* Objectif *
Extrayez mot pour mot du texte source ci-dessous tout le passage allant de « Il établit les » jusqu'à « construit en profondeur. ».

* Texte source *
Peintre italien (actif à Rimini  – † av. 1362).

On conserve de lui un polyptyque signé et daté de 1345 (Urbino, G. N.). Dans ses œuvres, Baronzio témoigne d'une fidélité obstinée aux formules de la tradition locale, qu'il s'efforce de concilier avec un idéal giottesque entaché d'archaïsme. Un grand nombre de panneaux de l'école de Rimini lui furent longtemps attribués. Après une période d'épuration de son œuvre, certains historiens ont aujourd'hui tendance à lui restituer des séries d'œuvres groupées naguère sous le nom de Maître de l'Adoration Parry (Adoration des mages, Londres, Courtauld Institute ; Scènes de la vie du Christ, musées de Berlin, et Venise, Accademia), du " pseudo-Baronzio " (Scènes de la vie du Christ, Rome, G. N. et coll. part.) et du Maître de la Vie de saint Jean-Baptiste (polyptyque avec la Madone à la N. G. de Washington et des Scènes de la vie de saint Jean, partagées entre ce musée, le Metropolitan Museum de New York, la Pinacothèque du Vatican et le musée de Seattle).

baroque

Définitions

C'est J. Burckhardt qui, dans son Cicerone en 1860, réhabilita le mot baroque, mais sans se défaire vraiment du préjugé des classiques : " L'architecture baroque parle le même langage que la Renaissance, mais c'est un langage dégénéré. " Cette opinion va heureusement évoluer. Elle sert de point de départ à H. Wölfflin, qui la nuancera quelques années plus tard dans Renaissance und Barock. Pour la première fois, il y est affirmé que le Baroque n'est pas une période de décadence du style classique, mais qu'il a son style propre, irréductible au Classicisme. Cette thèse, Wölfflin la développe dans son œuvre majeure, Principes fondamentaux de l'histoire de l'art (1915). Il divise l'histoire de l'art en cycles et, pour la période exemplaire qui va de la fin du XVe s. au début du XVIIIe s., il met en relief deux modes de vision totalement différents dans les arts plastiques : le Classicisme renaissant et le Baroque du XVIIe s. Son analyse demeure une des approches les plus fines du Baroque, de la peinture en particulier, dont la nature même est difficilement réductible au cadre rigide d'une définition.

   Il établit les cinq catégories d'oppositions suivantes.

   1. Le style classique est linéaire, il s'attache aux limites de l'objet en le définissant et en l'isolant. Le style baroque est pictural, les sujets se rattachent tout naturellement à l'environnement.

   2. Le style classique est construit par plans, le Baroque est construit en profondeur.

   3. Le Classicisme est de forme fermée, le Baroque de forme ouverte.

   4. L'unité du style classique se fait dans la claire distinction de ses éléments, celle du style baroque est une unité indivisible.

* Données fournies *
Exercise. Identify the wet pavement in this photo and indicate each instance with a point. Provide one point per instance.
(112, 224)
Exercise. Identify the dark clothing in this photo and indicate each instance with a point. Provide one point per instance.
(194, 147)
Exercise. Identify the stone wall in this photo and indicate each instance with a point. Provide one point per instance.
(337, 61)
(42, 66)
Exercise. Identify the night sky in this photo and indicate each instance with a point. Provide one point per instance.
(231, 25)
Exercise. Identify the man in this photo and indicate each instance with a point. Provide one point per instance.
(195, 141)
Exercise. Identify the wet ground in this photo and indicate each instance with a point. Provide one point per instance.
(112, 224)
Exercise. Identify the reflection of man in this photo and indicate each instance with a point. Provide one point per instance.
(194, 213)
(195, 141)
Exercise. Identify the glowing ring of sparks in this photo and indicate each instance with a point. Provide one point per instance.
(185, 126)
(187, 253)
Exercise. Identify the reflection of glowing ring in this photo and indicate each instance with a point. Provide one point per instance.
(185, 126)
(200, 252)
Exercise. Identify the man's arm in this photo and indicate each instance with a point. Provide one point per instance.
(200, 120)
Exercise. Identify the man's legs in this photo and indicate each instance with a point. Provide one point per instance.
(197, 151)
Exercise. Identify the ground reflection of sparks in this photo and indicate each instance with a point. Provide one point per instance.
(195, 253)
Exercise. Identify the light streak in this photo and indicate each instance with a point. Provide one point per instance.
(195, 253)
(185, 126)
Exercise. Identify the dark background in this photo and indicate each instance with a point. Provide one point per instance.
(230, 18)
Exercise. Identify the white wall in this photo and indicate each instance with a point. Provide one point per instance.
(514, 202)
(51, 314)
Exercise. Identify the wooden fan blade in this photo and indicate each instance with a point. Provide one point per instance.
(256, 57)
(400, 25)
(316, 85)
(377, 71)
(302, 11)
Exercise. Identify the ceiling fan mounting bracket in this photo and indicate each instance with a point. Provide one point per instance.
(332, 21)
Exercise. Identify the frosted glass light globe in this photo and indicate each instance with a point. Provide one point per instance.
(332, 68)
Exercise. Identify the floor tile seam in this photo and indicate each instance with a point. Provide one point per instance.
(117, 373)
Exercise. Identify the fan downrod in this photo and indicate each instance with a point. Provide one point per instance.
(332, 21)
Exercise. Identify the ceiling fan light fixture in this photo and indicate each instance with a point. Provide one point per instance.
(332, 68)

* Tâche accomplie *
Il établit les cinq catégories d'oppositions suivantes.

   1. Le style classique est linéaire, il s'attache aux limites de l'objet en le définissant et en l'isolant. Le style baroque est pictural, les sujets se rattachent tout naturellement à l'environnement.

   2. Le style classique est construit par plans, le Baroque est construit en profondeur.